Pick out each line below that contains the word "plaza", and copy those lines without changes.

=======

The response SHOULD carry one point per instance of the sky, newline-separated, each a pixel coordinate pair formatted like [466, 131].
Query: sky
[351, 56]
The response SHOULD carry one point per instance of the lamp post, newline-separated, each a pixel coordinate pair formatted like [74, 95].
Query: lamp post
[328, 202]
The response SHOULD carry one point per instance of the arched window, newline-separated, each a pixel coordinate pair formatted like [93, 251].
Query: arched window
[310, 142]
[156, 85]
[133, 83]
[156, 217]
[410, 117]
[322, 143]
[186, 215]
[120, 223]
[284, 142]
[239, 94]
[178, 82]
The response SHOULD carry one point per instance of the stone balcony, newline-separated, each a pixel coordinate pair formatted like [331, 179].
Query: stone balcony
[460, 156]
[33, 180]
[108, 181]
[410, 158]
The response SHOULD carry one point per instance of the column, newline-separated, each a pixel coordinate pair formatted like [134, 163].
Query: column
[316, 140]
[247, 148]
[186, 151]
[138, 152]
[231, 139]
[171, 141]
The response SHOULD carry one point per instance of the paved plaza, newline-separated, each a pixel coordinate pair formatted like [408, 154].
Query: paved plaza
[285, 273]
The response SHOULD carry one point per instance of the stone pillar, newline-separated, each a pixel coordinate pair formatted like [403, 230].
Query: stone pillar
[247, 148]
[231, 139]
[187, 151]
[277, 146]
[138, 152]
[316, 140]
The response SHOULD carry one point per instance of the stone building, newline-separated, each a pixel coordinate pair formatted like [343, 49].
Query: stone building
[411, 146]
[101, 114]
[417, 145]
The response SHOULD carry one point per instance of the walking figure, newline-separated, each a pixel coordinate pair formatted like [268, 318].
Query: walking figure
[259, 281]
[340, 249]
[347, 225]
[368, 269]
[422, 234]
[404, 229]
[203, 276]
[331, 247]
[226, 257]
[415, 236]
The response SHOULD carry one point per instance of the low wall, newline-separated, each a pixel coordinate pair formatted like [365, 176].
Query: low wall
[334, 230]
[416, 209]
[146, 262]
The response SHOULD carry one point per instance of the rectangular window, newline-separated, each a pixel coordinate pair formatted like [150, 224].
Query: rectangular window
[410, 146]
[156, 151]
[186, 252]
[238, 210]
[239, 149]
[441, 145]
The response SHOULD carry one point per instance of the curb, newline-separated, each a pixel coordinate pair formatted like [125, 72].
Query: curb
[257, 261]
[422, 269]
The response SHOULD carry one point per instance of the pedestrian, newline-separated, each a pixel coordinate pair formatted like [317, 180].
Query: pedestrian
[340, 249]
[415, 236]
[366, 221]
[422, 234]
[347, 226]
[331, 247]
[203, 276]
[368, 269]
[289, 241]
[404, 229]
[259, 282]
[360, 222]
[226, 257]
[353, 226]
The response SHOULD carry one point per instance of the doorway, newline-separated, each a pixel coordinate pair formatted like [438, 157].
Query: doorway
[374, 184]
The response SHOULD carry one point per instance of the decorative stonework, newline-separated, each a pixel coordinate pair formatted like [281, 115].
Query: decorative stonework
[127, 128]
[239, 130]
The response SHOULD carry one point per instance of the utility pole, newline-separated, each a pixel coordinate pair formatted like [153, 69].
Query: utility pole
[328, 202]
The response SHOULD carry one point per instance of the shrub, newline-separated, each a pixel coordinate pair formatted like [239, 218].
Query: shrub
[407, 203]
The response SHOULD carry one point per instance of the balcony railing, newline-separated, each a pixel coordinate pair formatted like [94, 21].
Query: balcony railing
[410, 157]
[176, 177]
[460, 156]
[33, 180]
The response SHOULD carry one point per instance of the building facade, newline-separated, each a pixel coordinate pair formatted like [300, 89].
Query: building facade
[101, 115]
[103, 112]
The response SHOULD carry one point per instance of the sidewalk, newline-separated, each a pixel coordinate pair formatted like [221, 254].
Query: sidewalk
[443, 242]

=======

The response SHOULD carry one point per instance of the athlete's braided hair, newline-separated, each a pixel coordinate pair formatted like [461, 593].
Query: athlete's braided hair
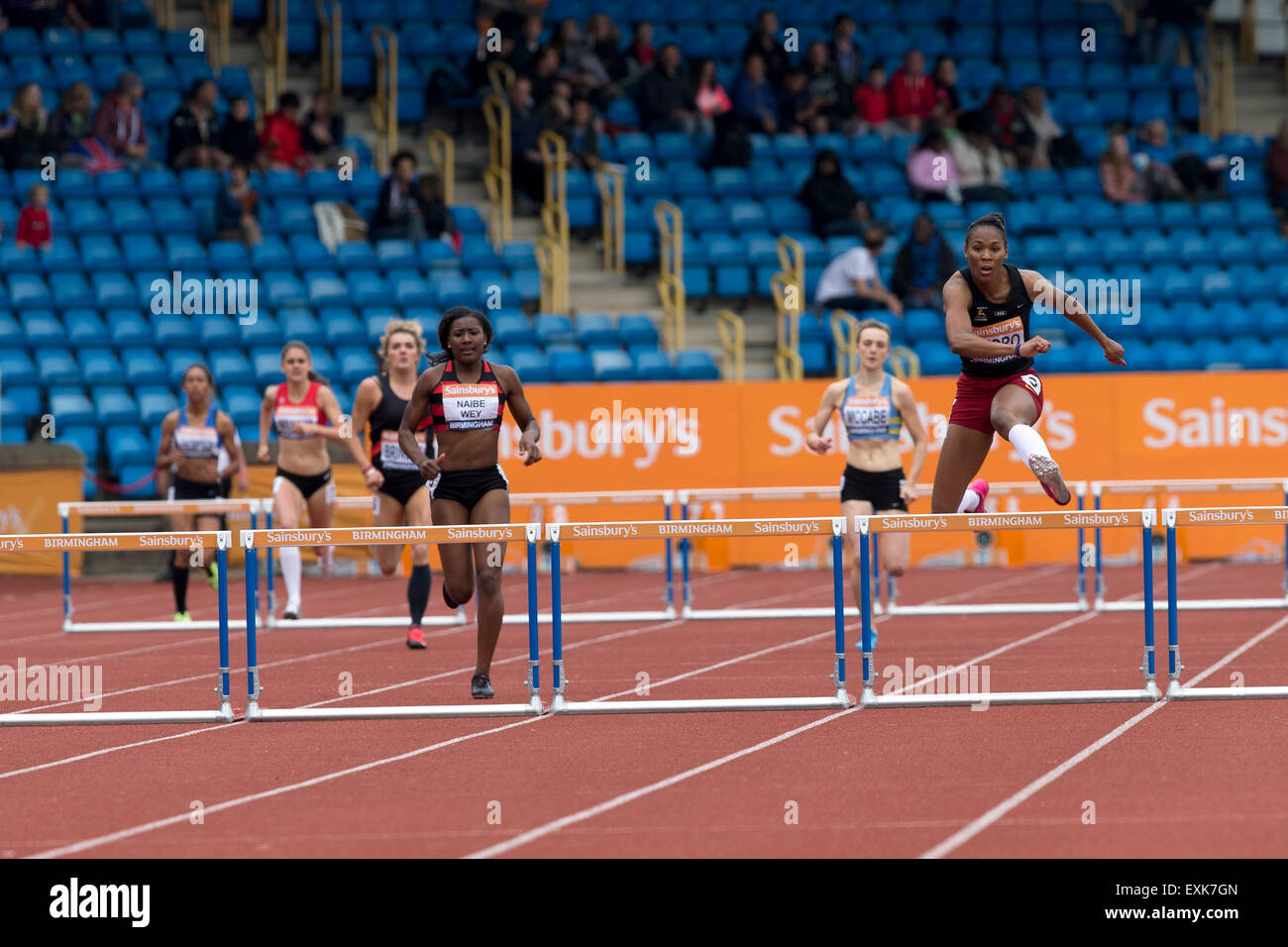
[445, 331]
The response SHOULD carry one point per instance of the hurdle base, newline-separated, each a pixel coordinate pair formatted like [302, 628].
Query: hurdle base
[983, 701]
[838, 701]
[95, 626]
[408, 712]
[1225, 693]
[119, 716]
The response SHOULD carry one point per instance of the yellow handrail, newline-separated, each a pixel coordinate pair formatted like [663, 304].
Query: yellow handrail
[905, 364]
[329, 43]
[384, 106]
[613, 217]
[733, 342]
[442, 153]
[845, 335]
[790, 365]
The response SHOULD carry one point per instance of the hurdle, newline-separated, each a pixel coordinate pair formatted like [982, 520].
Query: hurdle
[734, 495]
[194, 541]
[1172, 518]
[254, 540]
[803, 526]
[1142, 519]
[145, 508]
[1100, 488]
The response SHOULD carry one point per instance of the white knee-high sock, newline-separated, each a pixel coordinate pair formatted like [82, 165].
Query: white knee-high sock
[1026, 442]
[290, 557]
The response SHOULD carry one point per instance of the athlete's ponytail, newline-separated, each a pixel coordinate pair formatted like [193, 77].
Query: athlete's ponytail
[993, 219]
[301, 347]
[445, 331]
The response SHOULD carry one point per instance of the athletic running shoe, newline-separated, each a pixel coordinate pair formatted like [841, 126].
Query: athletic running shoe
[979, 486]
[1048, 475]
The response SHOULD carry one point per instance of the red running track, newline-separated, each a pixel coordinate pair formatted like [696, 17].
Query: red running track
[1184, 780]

=======

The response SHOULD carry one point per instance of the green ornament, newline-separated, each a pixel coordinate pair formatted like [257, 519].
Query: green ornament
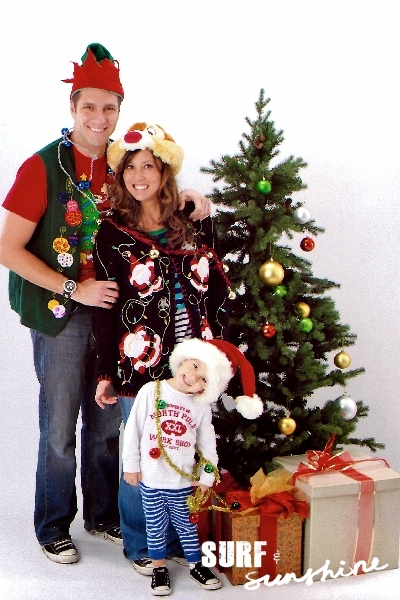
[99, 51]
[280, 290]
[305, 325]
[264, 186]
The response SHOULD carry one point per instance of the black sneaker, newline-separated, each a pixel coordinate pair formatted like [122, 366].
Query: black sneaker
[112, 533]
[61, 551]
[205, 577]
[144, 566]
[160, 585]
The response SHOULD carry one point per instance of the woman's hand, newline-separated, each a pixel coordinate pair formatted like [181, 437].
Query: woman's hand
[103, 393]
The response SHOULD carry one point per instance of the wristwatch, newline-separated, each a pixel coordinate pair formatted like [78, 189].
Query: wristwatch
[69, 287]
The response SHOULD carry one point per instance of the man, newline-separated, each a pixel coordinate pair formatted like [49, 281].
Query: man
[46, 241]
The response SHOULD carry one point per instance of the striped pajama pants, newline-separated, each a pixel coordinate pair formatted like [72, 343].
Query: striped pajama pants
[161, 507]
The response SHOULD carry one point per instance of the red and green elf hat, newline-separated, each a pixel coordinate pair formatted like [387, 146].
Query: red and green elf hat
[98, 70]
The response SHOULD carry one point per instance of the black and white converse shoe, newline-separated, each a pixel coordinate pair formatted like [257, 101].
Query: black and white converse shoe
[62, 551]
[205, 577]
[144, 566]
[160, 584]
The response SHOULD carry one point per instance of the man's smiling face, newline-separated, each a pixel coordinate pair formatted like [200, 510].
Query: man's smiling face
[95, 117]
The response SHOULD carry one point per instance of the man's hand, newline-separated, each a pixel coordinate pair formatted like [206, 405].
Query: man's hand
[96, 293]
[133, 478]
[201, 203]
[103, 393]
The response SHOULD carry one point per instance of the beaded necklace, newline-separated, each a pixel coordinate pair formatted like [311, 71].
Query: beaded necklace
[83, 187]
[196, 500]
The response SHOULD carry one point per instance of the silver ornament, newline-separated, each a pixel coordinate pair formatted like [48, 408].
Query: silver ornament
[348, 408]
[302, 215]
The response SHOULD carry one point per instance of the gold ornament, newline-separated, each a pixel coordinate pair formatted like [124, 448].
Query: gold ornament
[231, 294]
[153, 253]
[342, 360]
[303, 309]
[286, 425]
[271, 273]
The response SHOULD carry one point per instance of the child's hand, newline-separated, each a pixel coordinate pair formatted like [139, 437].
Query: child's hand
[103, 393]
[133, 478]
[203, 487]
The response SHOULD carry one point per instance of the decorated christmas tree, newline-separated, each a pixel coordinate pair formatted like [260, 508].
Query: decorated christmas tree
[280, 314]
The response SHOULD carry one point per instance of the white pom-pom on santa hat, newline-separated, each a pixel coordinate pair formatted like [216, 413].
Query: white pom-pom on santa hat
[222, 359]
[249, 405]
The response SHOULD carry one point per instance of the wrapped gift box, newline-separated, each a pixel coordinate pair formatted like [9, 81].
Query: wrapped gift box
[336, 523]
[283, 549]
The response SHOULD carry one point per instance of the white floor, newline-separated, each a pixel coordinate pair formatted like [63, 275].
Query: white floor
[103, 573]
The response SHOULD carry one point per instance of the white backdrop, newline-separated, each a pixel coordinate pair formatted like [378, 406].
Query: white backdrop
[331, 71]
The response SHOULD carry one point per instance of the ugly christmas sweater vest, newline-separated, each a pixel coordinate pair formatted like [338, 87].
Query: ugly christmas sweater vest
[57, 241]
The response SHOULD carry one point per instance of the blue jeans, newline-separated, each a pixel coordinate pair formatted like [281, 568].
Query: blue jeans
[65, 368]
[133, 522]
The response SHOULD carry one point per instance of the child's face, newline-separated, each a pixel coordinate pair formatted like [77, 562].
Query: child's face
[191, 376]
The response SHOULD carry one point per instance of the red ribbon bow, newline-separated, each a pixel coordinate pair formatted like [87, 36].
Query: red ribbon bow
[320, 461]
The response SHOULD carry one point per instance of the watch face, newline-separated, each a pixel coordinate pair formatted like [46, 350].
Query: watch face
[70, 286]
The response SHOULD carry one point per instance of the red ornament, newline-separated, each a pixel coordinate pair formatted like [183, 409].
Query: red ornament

=======

▶ **EXERCISE SOLUTION**
The response SHOULD carry one point per instance of the paved plaza, newline-separated, each a pixel coordinate pair formatted like [408, 154].
Query: paved plaza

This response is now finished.